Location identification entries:
--- BEGIN ---
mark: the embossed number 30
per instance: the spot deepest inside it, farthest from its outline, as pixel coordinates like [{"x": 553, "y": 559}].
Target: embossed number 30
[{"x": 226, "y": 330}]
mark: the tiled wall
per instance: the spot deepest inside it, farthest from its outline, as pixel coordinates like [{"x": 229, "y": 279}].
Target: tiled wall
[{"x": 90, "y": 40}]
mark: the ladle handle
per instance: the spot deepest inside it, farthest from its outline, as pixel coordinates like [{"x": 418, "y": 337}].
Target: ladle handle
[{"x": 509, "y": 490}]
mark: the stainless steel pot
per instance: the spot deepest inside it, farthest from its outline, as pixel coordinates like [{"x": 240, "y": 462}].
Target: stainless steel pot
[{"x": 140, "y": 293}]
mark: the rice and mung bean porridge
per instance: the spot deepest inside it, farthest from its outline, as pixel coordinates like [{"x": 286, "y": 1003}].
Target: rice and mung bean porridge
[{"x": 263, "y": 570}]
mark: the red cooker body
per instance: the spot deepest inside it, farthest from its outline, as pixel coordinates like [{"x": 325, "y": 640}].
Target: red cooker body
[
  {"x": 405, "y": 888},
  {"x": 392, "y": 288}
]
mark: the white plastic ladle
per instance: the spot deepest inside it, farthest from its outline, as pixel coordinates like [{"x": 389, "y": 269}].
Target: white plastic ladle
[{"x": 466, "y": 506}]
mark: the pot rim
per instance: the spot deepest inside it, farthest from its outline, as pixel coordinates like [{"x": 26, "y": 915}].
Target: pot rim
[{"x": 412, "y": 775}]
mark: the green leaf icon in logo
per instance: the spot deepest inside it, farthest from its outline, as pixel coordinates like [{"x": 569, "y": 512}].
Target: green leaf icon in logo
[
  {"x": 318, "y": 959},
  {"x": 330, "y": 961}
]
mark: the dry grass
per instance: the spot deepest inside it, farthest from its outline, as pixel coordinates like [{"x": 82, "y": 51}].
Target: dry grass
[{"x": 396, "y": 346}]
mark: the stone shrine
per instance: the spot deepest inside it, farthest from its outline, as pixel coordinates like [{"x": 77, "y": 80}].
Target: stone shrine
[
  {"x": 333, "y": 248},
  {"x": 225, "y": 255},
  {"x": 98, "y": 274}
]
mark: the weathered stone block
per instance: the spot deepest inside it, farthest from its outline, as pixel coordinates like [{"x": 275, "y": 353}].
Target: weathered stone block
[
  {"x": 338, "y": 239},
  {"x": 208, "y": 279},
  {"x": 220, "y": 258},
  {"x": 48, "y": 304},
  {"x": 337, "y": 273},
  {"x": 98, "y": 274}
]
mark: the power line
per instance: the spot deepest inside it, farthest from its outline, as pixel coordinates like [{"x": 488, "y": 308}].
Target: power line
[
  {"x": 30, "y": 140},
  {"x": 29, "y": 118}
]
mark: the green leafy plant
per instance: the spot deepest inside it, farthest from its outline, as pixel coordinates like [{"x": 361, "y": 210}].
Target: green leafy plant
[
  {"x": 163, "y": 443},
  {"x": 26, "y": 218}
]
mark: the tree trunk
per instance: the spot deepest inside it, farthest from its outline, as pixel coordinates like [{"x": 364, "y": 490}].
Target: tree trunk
--- END ---
__PROBLEM STATEMENT__
Reproduce every one of the items above verbatim, with no changes to any line.

__TASK RESULT__
mark: the embossed number 30
per instance: the spot deepest inside it, farthest from its outline, as pixel coordinates like [{"x": 553, "y": 559}].
Target: embossed number 30
[{"x": 226, "y": 330}]
mark: the tiled wall
per instance: the spot deepest inside it, farthest from its outline, as pixel coordinates like [{"x": 229, "y": 279}].
Target: tiled wall
[{"x": 90, "y": 40}]
mark: the ladle handle
per instance: the spot deepest inside it, farthest from its outline, as pixel coordinates like [{"x": 418, "y": 337}].
Target: ladle handle
[{"x": 509, "y": 490}]
mark: the stainless steel pot
per instance: the spot deepest inside it, farthest from its outline, as pixel coordinates like [{"x": 240, "y": 462}].
Target: stainless steel pot
[{"x": 140, "y": 293}]
mark: the rice and mung bean porridge
per instance: the spot deepest inside it, farthest from its outline, as pixel coordinates like [{"x": 286, "y": 1003}].
Target: rice and mung bean porridge
[{"x": 263, "y": 570}]
mark: the red cooker body
per instance: the spot deepest inside it, farthest from its outline, as pixel coordinates like [{"x": 325, "y": 640}].
Target: red cooker body
[
  {"x": 405, "y": 888},
  {"x": 392, "y": 288}
]
mark: the white plastic ladle
per instance: the spot deepest inside it, farthest from its outline, as pixel coordinates like [{"x": 389, "y": 269}].
Target: white plastic ladle
[{"x": 466, "y": 506}]
mark: the pot rim
per instance: the spot deepest inside it, farthest from its outline, as pixel coordinates like [{"x": 26, "y": 915}].
Target: pot rim
[{"x": 412, "y": 775}]
mark: the green leaf icon in logo
per instance: the spot deepest inside it, farthest from its outline, as pixel coordinates like [{"x": 569, "y": 512}].
Target: green leaf icon in logo
[
  {"x": 318, "y": 959},
  {"x": 330, "y": 961}
]
mark: the dry grass
per instance: the spot deepest inside it, farthest from its outline, as pixel coordinates like [{"x": 82, "y": 51}].
Target: dry grass
[{"x": 396, "y": 346}]
mark: the stone shrine
per instance: the spot deepest inside it, farthest from its outline, as pixel coordinates like [{"x": 77, "y": 80}].
Target: stone shrine
[
  {"x": 333, "y": 248},
  {"x": 225, "y": 255},
  {"x": 98, "y": 274}
]
mark: the weathered stone block
per instance: the spot deepest inside it, farthest from its outline, as pixel coordinates like [{"x": 275, "y": 353}].
Target: weathered stone block
[
  {"x": 338, "y": 239},
  {"x": 208, "y": 279},
  {"x": 220, "y": 258},
  {"x": 48, "y": 304},
  {"x": 337, "y": 273},
  {"x": 98, "y": 274}
]
mark: the power line
per instance: the spot deepest inside it, farthest from its outline, as pixel coordinates like [{"x": 488, "y": 308}].
Target: power line
[
  {"x": 30, "y": 140},
  {"x": 29, "y": 118}
]
mark: the green leafy plant
per instance: the spot deepest inside it, farthest from its outline, as pixel coordinates like [{"x": 361, "y": 210}].
Target: green leafy plant
[
  {"x": 163, "y": 443},
  {"x": 26, "y": 218}
]
mark: the tree trunk
per instance: the spot deepest inside it, farthest from its outline, as pixel coordinates like [{"x": 364, "y": 490}].
Target: tree trunk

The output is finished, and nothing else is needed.